[Stored data entries]
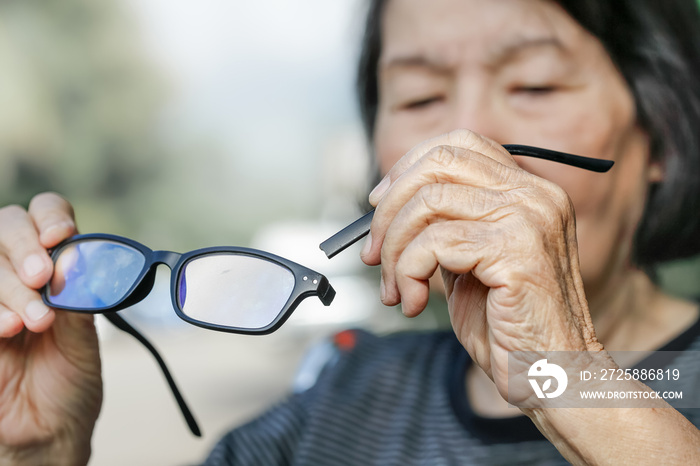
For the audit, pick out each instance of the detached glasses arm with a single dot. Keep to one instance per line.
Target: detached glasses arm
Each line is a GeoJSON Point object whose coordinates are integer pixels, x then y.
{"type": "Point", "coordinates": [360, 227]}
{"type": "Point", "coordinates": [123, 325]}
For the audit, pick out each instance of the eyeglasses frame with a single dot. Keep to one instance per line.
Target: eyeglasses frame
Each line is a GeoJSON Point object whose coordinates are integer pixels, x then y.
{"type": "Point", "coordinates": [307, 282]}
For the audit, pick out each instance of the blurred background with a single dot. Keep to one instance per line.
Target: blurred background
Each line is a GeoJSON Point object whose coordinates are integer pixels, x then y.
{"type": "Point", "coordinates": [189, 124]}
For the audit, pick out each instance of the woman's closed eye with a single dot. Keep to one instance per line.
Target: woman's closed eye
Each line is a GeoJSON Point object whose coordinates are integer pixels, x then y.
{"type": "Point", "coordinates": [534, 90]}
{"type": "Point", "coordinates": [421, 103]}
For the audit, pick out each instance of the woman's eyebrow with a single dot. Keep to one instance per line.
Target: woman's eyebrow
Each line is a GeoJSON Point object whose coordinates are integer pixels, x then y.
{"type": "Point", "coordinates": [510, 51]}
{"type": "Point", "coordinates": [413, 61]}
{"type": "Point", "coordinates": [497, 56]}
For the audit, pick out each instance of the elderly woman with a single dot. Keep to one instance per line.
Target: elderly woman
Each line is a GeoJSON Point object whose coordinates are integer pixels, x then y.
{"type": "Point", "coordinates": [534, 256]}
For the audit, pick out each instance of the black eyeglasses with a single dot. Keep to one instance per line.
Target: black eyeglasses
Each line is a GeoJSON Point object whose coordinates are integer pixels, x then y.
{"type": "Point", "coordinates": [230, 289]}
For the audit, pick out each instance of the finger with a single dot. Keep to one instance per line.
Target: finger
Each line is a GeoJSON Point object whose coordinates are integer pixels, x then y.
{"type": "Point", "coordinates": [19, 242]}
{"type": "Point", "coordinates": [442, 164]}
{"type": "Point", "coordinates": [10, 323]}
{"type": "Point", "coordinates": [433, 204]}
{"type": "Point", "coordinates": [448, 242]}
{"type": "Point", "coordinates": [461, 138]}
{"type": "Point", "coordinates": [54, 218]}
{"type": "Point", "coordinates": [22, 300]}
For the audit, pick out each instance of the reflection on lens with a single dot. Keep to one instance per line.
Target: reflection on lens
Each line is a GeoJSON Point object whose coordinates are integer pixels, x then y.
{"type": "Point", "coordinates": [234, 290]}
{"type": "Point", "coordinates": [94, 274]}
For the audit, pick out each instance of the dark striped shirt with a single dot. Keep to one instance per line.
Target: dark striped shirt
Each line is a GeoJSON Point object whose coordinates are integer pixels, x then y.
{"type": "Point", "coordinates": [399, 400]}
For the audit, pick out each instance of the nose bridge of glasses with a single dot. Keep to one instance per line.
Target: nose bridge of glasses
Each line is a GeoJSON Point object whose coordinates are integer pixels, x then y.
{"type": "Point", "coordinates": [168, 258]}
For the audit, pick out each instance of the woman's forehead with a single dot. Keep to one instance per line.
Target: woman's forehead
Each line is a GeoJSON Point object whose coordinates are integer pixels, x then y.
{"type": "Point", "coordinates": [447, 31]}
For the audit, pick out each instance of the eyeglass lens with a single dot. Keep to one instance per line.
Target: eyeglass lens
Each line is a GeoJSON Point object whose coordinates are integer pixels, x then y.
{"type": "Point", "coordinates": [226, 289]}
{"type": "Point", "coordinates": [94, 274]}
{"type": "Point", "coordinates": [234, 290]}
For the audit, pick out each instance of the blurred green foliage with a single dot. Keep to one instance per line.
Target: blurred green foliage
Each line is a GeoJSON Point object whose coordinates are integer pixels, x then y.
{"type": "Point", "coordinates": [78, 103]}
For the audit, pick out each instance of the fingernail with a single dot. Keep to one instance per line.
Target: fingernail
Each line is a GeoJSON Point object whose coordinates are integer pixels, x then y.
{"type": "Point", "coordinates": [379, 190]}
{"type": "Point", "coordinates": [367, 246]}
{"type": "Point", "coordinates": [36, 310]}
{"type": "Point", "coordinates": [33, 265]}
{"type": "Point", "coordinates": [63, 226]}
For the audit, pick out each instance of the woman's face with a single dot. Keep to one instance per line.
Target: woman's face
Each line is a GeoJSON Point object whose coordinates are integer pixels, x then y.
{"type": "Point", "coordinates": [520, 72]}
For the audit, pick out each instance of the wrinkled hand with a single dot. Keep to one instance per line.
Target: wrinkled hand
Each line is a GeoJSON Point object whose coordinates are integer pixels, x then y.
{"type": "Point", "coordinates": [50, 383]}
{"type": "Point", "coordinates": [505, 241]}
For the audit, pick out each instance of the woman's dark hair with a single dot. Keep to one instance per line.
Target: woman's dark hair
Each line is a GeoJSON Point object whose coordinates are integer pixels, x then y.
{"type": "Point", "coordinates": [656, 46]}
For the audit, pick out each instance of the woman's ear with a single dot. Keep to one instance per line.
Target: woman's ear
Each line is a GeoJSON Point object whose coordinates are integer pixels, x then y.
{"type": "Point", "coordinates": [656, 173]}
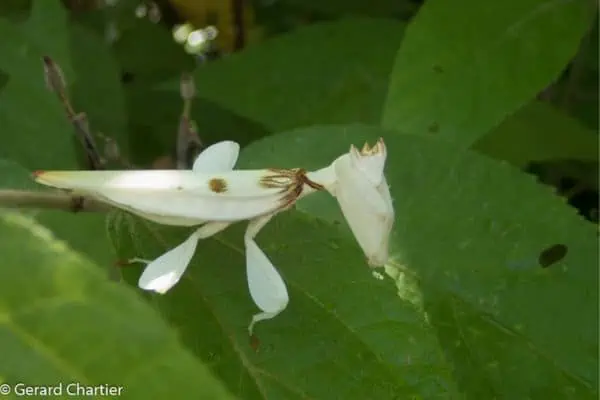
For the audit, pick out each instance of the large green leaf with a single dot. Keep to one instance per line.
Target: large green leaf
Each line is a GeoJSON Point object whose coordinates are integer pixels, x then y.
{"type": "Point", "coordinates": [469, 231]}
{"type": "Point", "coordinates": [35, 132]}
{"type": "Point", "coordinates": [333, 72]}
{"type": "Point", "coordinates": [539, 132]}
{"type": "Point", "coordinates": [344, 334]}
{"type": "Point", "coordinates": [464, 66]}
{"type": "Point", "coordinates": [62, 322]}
--
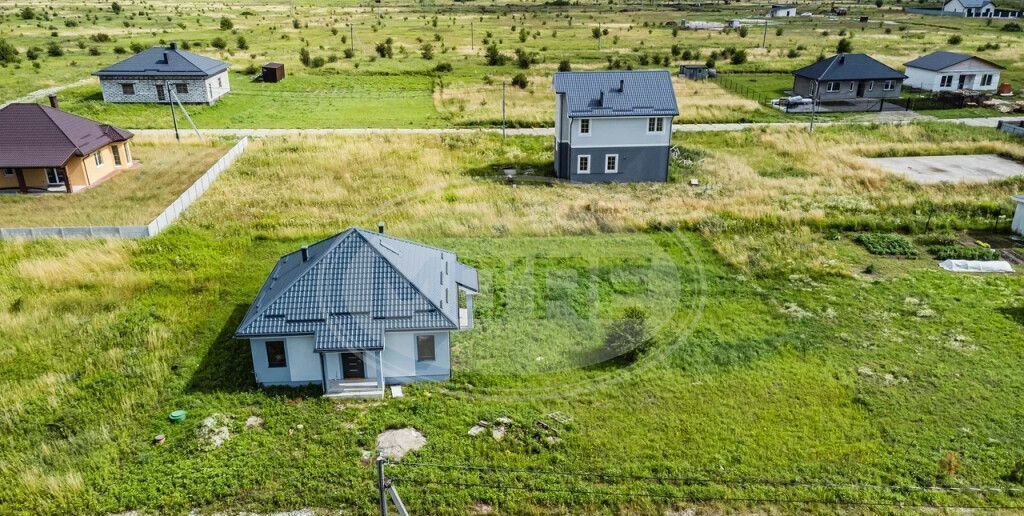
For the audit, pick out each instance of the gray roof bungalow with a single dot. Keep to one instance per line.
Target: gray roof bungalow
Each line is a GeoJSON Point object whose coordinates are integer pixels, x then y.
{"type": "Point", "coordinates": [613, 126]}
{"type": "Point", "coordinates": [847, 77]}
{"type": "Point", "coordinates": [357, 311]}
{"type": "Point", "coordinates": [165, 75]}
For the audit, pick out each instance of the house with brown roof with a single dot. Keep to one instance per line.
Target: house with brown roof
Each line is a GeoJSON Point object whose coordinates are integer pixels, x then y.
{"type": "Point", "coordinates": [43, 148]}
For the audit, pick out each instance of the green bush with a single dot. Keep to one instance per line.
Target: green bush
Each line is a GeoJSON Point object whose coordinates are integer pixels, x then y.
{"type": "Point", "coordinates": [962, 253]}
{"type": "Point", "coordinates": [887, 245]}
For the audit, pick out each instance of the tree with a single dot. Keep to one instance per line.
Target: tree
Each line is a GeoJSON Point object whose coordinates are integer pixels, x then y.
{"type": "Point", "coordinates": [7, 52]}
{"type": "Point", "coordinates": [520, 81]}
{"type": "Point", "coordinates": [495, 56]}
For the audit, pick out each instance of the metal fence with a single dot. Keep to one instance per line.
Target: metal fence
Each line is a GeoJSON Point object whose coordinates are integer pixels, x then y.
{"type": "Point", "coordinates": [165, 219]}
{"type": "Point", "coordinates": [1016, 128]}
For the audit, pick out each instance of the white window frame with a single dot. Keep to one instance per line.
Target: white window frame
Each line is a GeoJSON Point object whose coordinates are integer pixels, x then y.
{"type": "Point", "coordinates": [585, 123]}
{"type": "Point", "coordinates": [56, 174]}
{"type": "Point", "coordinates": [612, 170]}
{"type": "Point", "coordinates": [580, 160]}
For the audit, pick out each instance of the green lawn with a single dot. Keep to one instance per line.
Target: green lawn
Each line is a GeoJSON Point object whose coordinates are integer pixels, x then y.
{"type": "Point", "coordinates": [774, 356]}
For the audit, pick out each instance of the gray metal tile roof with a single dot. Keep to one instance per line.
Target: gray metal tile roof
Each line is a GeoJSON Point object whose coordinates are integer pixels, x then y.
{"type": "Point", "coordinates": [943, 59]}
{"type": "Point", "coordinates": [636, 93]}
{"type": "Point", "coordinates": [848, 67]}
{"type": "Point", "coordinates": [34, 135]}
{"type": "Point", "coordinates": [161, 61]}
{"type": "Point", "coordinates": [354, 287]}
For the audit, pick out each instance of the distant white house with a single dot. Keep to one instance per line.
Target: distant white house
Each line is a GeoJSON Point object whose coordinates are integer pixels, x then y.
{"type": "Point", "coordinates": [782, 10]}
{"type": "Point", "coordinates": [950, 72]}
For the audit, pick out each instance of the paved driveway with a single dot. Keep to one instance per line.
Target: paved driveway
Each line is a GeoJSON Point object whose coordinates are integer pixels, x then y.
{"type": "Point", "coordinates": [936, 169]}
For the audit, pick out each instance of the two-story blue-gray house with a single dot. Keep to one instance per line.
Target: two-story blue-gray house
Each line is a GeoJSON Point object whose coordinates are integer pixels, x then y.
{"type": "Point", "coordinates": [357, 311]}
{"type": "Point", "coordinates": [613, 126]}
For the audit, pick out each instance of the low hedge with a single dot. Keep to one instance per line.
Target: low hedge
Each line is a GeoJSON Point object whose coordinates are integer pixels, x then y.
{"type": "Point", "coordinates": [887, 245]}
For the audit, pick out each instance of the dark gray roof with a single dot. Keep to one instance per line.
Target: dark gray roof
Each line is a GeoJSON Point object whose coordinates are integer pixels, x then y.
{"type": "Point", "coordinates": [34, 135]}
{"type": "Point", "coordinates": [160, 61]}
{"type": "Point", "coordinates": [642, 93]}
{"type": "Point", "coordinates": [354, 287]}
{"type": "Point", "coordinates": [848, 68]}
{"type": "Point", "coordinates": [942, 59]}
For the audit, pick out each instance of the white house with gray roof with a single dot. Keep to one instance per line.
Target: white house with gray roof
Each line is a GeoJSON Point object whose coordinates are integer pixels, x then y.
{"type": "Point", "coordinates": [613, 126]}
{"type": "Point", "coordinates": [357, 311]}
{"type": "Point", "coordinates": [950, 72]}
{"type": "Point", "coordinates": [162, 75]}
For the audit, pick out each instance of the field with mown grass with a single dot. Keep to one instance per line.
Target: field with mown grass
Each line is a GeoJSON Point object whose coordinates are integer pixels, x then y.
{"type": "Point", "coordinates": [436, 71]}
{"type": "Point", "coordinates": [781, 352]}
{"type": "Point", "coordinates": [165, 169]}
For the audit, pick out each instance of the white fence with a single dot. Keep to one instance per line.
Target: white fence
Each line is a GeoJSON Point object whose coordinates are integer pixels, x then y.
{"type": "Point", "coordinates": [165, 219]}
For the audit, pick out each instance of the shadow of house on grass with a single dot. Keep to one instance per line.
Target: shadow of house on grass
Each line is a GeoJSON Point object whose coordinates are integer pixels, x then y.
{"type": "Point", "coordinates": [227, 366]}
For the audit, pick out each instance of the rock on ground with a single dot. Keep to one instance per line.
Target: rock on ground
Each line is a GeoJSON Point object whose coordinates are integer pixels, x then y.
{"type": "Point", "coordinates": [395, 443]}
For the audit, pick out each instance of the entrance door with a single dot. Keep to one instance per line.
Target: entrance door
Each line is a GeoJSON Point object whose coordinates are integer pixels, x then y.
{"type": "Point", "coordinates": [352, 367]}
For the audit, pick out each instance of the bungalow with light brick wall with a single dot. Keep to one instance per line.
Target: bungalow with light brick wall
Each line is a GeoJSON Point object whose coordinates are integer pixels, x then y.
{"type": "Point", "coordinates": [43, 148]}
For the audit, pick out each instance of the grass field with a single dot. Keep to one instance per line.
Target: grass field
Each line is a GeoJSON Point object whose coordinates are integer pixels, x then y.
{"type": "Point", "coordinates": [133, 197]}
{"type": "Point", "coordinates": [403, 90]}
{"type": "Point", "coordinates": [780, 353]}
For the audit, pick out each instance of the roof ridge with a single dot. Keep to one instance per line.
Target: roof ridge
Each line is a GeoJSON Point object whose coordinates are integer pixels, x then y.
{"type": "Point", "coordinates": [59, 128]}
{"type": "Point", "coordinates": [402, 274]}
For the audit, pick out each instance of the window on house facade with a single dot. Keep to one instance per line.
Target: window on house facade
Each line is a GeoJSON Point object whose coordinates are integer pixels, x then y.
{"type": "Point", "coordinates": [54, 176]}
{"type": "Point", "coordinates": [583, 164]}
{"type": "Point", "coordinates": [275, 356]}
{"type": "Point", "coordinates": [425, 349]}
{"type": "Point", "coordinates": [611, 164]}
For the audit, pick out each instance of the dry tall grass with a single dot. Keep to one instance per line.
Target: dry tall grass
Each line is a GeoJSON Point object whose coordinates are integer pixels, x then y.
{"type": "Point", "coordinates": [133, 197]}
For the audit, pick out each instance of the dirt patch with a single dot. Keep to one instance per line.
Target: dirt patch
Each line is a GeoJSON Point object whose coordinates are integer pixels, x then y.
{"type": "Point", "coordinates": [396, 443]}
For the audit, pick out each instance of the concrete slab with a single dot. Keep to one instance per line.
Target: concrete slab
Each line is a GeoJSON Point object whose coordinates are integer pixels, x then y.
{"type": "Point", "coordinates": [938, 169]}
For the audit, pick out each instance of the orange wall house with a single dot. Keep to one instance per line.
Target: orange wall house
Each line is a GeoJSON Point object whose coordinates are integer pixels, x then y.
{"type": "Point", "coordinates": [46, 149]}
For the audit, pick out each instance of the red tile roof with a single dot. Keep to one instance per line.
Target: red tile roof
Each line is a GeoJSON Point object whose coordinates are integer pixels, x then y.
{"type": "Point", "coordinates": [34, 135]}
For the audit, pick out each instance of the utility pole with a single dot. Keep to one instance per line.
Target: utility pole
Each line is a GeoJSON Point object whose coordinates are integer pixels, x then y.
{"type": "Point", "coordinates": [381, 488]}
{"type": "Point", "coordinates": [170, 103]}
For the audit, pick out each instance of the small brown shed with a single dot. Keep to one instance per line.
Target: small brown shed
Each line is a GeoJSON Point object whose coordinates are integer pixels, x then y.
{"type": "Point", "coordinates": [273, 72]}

#### REQUIREMENT:
Copy out each line of the data above, exactly, if it lies between the line holding "For the audit, pick out each instance of the detached" and the line holding "Target: detached glasses arm", inclusive; copy no other line.

#### ANSWER TO THIS TASK:
For the audit, pick out each instance of the detached glasses arm with a single dot. Keep to one instance per line.
Target: detached glasses arm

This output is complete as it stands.